» **WHAT TO PRODUCE**
Print all entries below exactly as they appear.

(Dataset entries)
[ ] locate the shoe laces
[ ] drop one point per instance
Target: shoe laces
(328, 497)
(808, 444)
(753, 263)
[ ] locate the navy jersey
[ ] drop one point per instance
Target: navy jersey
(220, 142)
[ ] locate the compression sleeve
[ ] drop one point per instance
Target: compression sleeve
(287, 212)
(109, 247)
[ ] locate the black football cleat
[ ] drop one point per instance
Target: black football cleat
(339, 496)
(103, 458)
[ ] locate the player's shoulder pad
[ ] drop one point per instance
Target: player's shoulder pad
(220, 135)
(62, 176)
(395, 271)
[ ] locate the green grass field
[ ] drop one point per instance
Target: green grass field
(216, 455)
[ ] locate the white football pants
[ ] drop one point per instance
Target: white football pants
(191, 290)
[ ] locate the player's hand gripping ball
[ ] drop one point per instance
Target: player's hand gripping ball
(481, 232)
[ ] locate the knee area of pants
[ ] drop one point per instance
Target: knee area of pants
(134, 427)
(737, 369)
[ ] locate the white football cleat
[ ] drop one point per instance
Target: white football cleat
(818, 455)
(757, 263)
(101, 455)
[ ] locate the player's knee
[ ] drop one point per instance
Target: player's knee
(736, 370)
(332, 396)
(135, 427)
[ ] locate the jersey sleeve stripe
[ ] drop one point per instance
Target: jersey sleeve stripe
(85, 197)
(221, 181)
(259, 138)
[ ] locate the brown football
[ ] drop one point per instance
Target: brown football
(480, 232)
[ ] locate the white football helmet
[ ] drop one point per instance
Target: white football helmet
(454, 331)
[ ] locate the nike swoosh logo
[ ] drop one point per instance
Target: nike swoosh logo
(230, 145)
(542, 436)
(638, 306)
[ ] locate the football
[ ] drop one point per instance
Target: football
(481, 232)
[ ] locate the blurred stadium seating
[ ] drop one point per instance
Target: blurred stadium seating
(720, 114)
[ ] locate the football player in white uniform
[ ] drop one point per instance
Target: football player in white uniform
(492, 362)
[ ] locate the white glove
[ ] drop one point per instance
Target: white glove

» **OUTPUT OF THE EXERCISE**
[ ] locate the shoe laces
[ ] drop one point per instance
Target: shoe laces
(328, 497)
(808, 444)
(753, 263)
[ ] locate the navy jersey
[ ] drop one point per instance
Target: navy jersey
(220, 142)
[ ] locate the compression sleeve
[ ] drop one point per instance
Target: compression sleeve
(287, 212)
(109, 247)
[ ] locate the black football cleat
[ ] drop one point per instance
Target: black football cleat
(339, 496)
(103, 458)
[ ] locate the player's shoulder pad
[ ] drop one point per instance
Target: player's shoulder pad
(220, 135)
(62, 176)
(395, 271)
[ ] locate the green grass field
[ ] drop one point per instance
Target: green grass field
(216, 455)
[ ] locate the white football pants
[ ] drop one point per instance
Target: white football pants
(191, 290)
[ ] locate the player's hand gripping ball
[ ] drop one point per instance
Target: player's hand gripping ball
(481, 232)
[ ] locate the knee area of pants
[ ] drop one point per instance
Target: knee area of pants
(134, 427)
(737, 369)
[ ] locate the white football cleat
[ ] drop one point per instance
Target: white football cleat
(818, 455)
(757, 263)
(101, 455)
[ ] locate the player's knee
[ ] drop one point per instance
Target: player's knee
(736, 370)
(332, 396)
(135, 427)
[ ] locate the jersey sleeve stripe
[ ] drop one point per instance
Target: jersey sleeve stripe
(85, 197)
(221, 181)
(259, 138)
[ ] locate the brown football
[ ] drop one point per instance
Target: brown football
(480, 232)
[ ] locate the white football helmet
[ ] drop one point per instance
Target: white football helmet
(454, 331)
[ ] locate the nike swoosh logo
[ ] drop one point per instance
Target: nike swoosh logo
(230, 145)
(542, 436)
(638, 306)
[ ] locate the football
[ ] drop one point per instance
Target: football
(481, 232)
[ ] locate the blurred stadium seating
[ ] drop one point per instance
Target: blurred stadium seating
(720, 114)
[ ] locate the football player in white uniform
[ ] drop one point per instance
Target: football player in white uniform
(492, 362)
[ ] locate the white glove
[ ] drop one point per instance
Target: white glove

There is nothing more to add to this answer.